Bounding-box records
## BEGIN

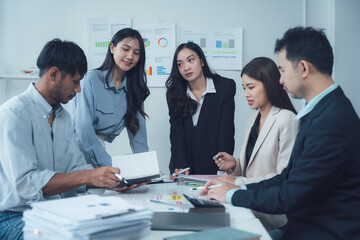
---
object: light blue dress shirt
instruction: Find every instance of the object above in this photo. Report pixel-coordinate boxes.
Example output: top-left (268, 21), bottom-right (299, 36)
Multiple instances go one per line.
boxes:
top-left (71, 70), bottom-right (149, 166)
top-left (226, 83), bottom-right (339, 204)
top-left (0, 84), bottom-right (92, 211)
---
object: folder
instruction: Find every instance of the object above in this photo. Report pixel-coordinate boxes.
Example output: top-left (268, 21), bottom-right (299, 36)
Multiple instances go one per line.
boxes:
top-left (151, 212), bottom-right (230, 231)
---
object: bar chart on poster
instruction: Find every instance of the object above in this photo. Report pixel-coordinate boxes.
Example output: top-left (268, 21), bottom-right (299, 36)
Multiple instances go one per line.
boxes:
top-left (178, 27), bottom-right (243, 70)
top-left (88, 18), bottom-right (243, 87)
top-left (88, 18), bottom-right (131, 69)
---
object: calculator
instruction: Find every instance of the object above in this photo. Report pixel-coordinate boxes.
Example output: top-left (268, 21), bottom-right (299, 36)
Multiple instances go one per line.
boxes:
top-left (183, 193), bottom-right (224, 208)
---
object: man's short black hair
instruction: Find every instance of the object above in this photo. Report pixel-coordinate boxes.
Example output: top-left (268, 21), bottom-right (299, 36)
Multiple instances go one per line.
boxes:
top-left (274, 27), bottom-right (334, 76)
top-left (36, 38), bottom-right (87, 77)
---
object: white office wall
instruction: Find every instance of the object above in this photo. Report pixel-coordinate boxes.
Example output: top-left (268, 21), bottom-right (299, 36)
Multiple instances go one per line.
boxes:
top-left (334, 0), bottom-right (360, 115)
top-left (0, 0), bottom-right (359, 172)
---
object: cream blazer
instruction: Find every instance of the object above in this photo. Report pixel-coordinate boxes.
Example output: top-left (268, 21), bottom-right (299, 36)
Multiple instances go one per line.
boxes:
top-left (232, 106), bottom-right (298, 185)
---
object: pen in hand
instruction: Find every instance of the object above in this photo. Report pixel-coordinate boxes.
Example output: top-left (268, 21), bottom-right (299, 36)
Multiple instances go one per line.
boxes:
top-left (190, 184), bottom-right (222, 190)
top-left (171, 167), bottom-right (190, 177)
top-left (115, 173), bottom-right (129, 184)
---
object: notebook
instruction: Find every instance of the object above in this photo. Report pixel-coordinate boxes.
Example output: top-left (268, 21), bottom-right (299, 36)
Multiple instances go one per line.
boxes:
top-left (112, 151), bottom-right (160, 187)
top-left (164, 227), bottom-right (260, 240)
top-left (151, 212), bottom-right (230, 231)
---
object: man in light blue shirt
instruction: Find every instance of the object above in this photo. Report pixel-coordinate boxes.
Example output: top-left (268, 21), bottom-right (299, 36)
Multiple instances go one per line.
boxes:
top-left (203, 27), bottom-right (360, 240)
top-left (0, 39), bottom-right (129, 239)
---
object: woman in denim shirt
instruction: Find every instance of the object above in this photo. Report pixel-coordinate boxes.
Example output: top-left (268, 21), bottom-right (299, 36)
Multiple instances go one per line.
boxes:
top-left (71, 28), bottom-right (150, 166)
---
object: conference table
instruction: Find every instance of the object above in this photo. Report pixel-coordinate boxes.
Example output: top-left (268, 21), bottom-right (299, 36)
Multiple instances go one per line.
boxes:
top-left (102, 177), bottom-right (271, 240)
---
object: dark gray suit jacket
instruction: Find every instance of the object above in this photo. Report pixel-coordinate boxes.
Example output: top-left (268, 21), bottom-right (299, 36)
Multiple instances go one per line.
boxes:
top-left (232, 87), bottom-right (360, 240)
top-left (168, 76), bottom-right (236, 174)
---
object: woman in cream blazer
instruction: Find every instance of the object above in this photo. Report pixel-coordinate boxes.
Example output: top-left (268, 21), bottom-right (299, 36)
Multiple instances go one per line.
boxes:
top-left (229, 106), bottom-right (298, 185)
top-left (213, 57), bottom-right (298, 230)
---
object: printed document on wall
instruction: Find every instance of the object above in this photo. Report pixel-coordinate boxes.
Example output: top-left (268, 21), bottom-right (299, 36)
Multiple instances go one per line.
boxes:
top-left (178, 27), bottom-right (243, 70)
top-left (88, 18), bottom-right (131, 69)
top-left (133, 23), bottom-right (176, 87)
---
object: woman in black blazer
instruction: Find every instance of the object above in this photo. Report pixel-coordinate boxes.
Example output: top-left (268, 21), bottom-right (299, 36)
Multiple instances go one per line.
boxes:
top-left (166, 42), bottom-right (236, 174)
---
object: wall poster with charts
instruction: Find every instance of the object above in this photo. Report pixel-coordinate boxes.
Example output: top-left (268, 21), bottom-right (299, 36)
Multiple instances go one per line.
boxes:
top-left (87, 18), bottom-right (131, 70)
top-left (133, 23), bottom-right (176, 87)
top-left (178, 27), bottom-right (243, 70)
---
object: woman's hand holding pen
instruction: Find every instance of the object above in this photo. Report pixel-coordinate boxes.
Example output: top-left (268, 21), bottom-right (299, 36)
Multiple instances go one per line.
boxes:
top-left (170, 167), bottom-right (190, 181)
top-left (213, 152), bottom-right (236, 173)
top-left (200, 178), bottom-right (240, 203)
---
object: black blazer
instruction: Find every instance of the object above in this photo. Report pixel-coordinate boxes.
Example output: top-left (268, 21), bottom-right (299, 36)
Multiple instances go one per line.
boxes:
top-left (168, 75), bottom-right (236, 174)
top-left (232, 87), bottom-right (360, 240)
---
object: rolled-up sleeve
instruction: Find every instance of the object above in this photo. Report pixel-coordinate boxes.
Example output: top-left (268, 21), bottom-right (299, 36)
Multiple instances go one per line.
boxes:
top-left (0, 110), bottom-right (55, 201)
top-left (127, 106), bottom-right (149, 153)
top-left (72, 74), bottom-right (112, 166)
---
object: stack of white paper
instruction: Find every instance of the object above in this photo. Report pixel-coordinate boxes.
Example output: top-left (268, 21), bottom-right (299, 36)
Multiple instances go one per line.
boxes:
top-left (23, 195), bottom-right (152, 240)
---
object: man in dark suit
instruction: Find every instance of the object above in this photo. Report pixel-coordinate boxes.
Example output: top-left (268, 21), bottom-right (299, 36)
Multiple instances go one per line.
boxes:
top-left (203, 27), bottom-right (360, 239)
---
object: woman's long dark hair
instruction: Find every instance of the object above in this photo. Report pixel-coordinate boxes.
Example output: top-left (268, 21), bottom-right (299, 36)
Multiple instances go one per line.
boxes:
top-left (96, 28), bottom-right (150, 136)
top-left (165, 42), bottom-right (217, 122)
top-left (241, 57), bottom-right (296, 114)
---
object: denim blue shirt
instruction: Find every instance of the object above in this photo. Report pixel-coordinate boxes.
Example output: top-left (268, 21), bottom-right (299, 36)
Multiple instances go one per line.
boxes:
top-left (0, 84), bottom-right (92, 211)
top-left (71, 70), bottom-right (149, 166)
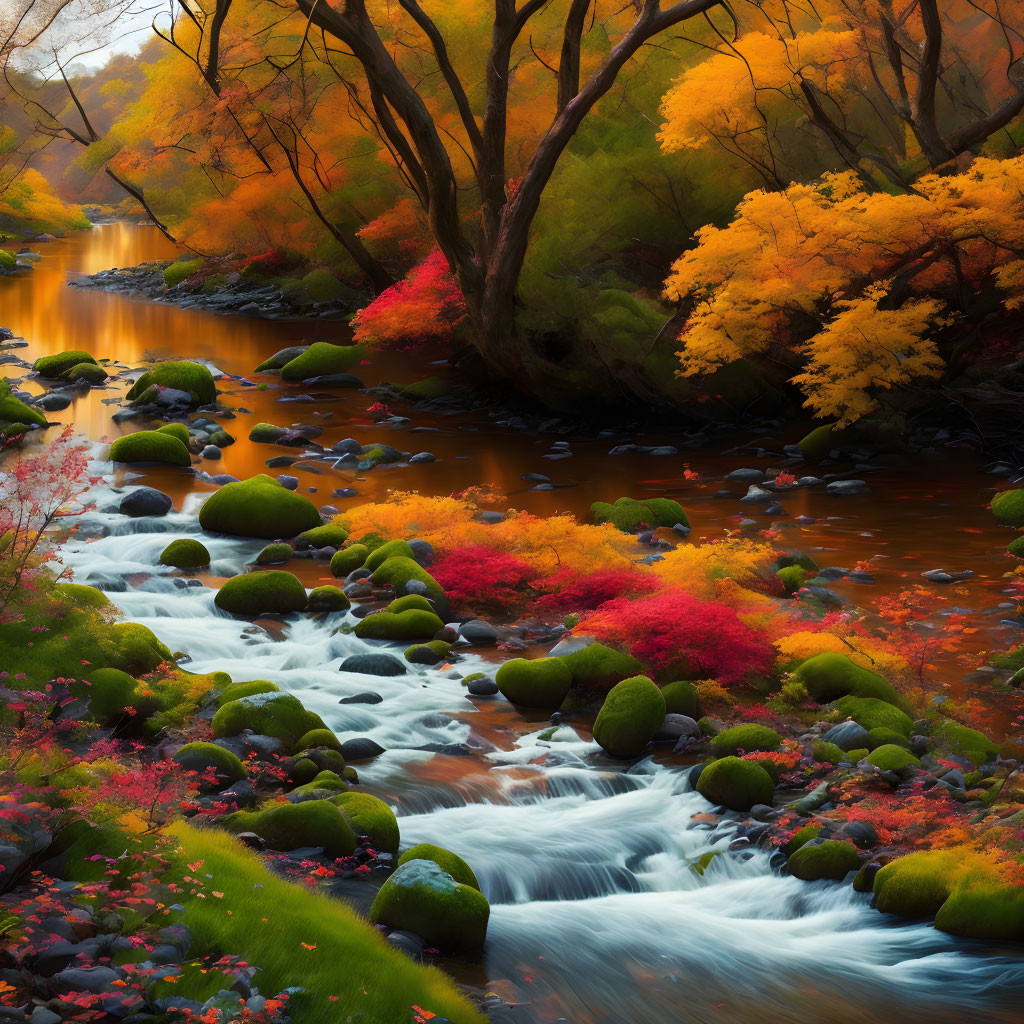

## END

Stated exercise
Format every line of the material above as a numbered list. Skip blank lines and leave the pictures out.

Reply
1. ---
2. object: light blue dress shirt
3. instruction: Find every instance of the object above in this photo. Report pixel-coordinate boxes.
4. Example output: top-left (268, 21), bottom-right (299, 36)
5. Multiple instances go one per line.
6. boxes:
7. top-left (71, 70), bottom-right (149, 166)
8. top-left (226, 83), bottom-right (339, 204)
9. top-left (0, 84), bottom-right (92, 211)
10. ---
11. object: folder
12. instruction: Find every instance of the object above in this photo. Report pixel-coordinate boxes.
13. Example output: top-left (268, 21), bottom-right (299, 36)
14. Multiple instances go one per line.
15. boxes:
16. top-left (151, 212), bottom-right (230, 231)
17. ---
18. object: bar chart on poster
19. instruction: Find every instance of the object above in this photo. Report pixel-coordinate boxes.
20. Example output: top-left (268, 21), bottom-right (299, 36)
21. Multiple instances go one per line.
22. boxes:
23. top-left (178, 27), bottom-right (243, 70)
24. top-left (88, 18), bottom-right (243, 87)
25. top-left (88, 18), bottom-right (131, 69)
26. ---
27. object: calculator
28. instruction: Find every instance of the object above in this photo. Report pixel-coordinate boxes.
29. Example output: top-left (268, 21), bottom-right (299, 36)
30. Multiple instances go one per line.
31. boxes:
32. top-left (183, 193), bottom-right (224, 208)
33. ---
34. object: man's short black hair
35. instruction: Find every instance of the object above in this photo. Report pixel-coordinate boxes.
36. Example output: top-left (268, 21), bottom-right (299, 36)
37. Multiple instances go one per line.
38. boxes:
39. top-left (274, 27), bottom-right (334, 76)
40. top-left (36, 38), bottom-right (87, 77)
41. ---
42. object: white office wall
43. instruction: Find every instance of the object above in this photo. Report pixel-coordinate boxes.
44. Example output: top-left (268, 21), bottom-right (299, 36)
45. Multiple instances go one per line.
46. boxes:
47. top-left (334, 0), bottom-right (360, 115)
48. top-left (0, 0), bottom-right (359, 172)
49. ---
50. object: cream blazer
51. instruction: Find every instance of the object above in this photo. Report pixel-coordinate boxes.
52. Example output: top-left (268, 21), bottom-right (299, 36)
53. Multiple instances go one per line.
54. boxes:
55. top-left (232, 106), bottom-right (298, 185)
56. ---
57. object: pen in hand
58. instruction: Find every instance of the object above in this photo. Report pixel-coordinate boxes.
59. Example output: top-left (268, 21), bottom-right (299, 36)
60. Multiple instances go one per line.
61. boxes:
62. top-left (190, 184), bottom-right (222, 190)
63. top-left (171, 167), bottom-right (190, 177)
64. top-left (115, 173), bottom-right (129, 184)
65. ---
66. object: notebook
67. instruction: Find every instance of the object above in this photo. Report pixel-coordinate boxes.
68. Example output: top-left (268, 21), bottom-right (299, 36)
69. Multiple instances go one per line.
70. boxes:
71. top-left (112, 151), bottom-right (160, 187)
72. top-left (164, 227), bottom-right (260, 240)
73. top-left (151, 212), bottom-right (230, 231)
74. ---
75. object: man in light blue shirt
76. instruction: Find every instance of the object above in this photo. Report pixel-coordinate boxes.
77. Example output: top-left (268, 21), bottom-right (299, 36)
78. Multiple instances go one per line.
79. boxes:
80. top-left (203, 27), bottom-right (360, 240)
81. top-left (0, 39), bottom-right (129, 239)
82. ---
83. object: woman in denim shirt
84. instruction: Find every instance of the object above in this photo. Report pixel-coordinate boxes.
85. Example output: top-left (268, 21), bottom-right (299, 36)
86. Multiple instances go one per line.
87. boxes:
88. top-left (71, 28), bottom-right (150, 166)
89. ---
90. object: conference table
91. instruction: Find every instance of the object above in this photo. Report pixel-coordinate boxes.
92. Example output: top-left (268, 21), bottom-right (299, 36)
93. Multiple instances go one per line.
94. boxes:
95. top-left (102, 177), bottom-right (271, 240)
96. ---
97. object: dark gray suit jacket
98. instruction: Find every instance of the object above in this photo. Report pixel-coordinate boxes.
99. Example output: top-left (268, 21), bottom-right (299, 36)
100. Multiple instances go one per line.
101. boxes:
102. top-left (232, 87), bottom-right (360, 240)
103. top-left (168, 76), bottom-right (236, 174)
104. ---
105. object: woman in cream blazer
106. instruction: Find every instance of the object above in this photo. Report pixel-coordinate boxes.
107. Example output: top-left (268, 21), bottom-right (299, 36)
108. Multiple instances go one per line.
109. boxes:
110. top-left (229, 106), bottom-right (298, 185)
111. top-left (213, 57), bottom-right (298, 230)
112. ---
113. object: printed document on wall
114. instruction: Find every instance of the object above in this photo. Report pixel-coordinate boxes.
115. Example output: top-left (268, 21), bottom-right (299, 36)
116. Multiple instances go one per line.
117. boxes:
118. top-left (178, 27), bottom-right (243, 70)
119. top-left (88, 18), bottom-right (131, 69)
120. top-left (133, 23), bottom-right (176, 87)
121. ---
122. object: woman in black blazer
123. instruction: Find every instance of the object above in this photo. Report pixel-coordinate boxes.
124. Example output: top-left (268, 21), bottom-right (299, 36)
125. Multiple instances go one per line.
126. boxes:
127. top-left (166, 42), bottom-right (236, 174)
128. ---
129. object: wall poster with charts
130. instruction: Find every instance of the object above in this photo. Report pixel-coordinate boxes.
131. Example output: top-left (268, 21), bottom-right (299, 36)
132. Multiple instances go one per line.
133. boxes:
134. top-left (87, 18), bottom-right (131, 70)
135. top-left (133, 23), bottom-right (176, 87)
136. top-left (178, 27), bottom-right (243, 70)
137. ---
138. object: woman's hand holding pen
139. instruction: Find every instance of the object above in this photo. Report pixel-coordinate boxes.
140. Example output: top-left (268, 21), bottom-right (299, 36)
141. Multiple instances go one per line.
142. boxes:
143. top-left (170, 167), bottom-right (190, 181)
144. top-left (213, 152), bottom-right (236, 173)
145. top-left (200, 178), bottom-right (240, 203)
146. ---
147. object: black blazer
148. instruction: Find every instance of the object above in this photo. Report pixel-coordinate boxes.
149. Example output: top-left (268, 21), bottom-right (299, 36)
150. Multiple instances go one per line.
151. boxes:
152. top-left (168, 75), bottom-right (236, 174)
153. top-left (232, 87), bottom-right (360, 240)
154. ---
155. object: rolled-up sleeve
156. instruction: Find every instance of the object above in this photo. Report pixel-coordinate boxes.
157. Example output: top-left (268, 21), bottom-right (299, 36)
158. Multiple instances go one per line.
159. boxes:
160. top-left (0, 110), bottom-right (55, 201)
161. top-left (127, 106), bottom-right (149, 153)
162. top-left (72, 74), bottom-right (112, 166)
163. ---
164. object: stack of white paper
165. instruction: Find every instance of the object above in this photo. Report pixel-coordinate boxes.
166. Example output: top-left (268, 21), bottom-right (299, 36)
167. Multiple instances go one per line.
168. boxes:
169. top-left (23, 195), bottom-right (152, 240)
170. ---
171. object: man in dark suit
172. instruction: Find every instance of the object above in this photo. Report pixel-coordinate boxes.
173. Example output: top-left (268, 21), bottom-right (299, 36)
174. Multiple instances go one per line.
175. boxes:
176. top-left (203, 27), bottom-right (360, 239)
177. ---
178. object: woman's long dark hair
179. instruction: Find every instance of the object above in this photo. Report pixel-coordinate boxes.
180. Example output: top-left (268, 21), bottom-right (299, 36)
181. Multiple instances go one per line.
182. boxes:
183. top-left (96, 28), bottom-right (150, 136)
184. top-left (165, 42), bottom-right (217, 122)
185. top-left (241, 57), bottom-right (296, 114)
186. ---
187. object: denim blue shirt
188. instruction: Find every instance of the object above in this photo. Report pixel-coordinate boxes.
189. Example output: top-left (268, 21), bottom-right (299, 36)
190. Multiple instances go one per line.
191. boxes:
192. top-left (0, 84), bottom-right (92, 211)
193. top-left (71, 70), bottom-right (149, 166)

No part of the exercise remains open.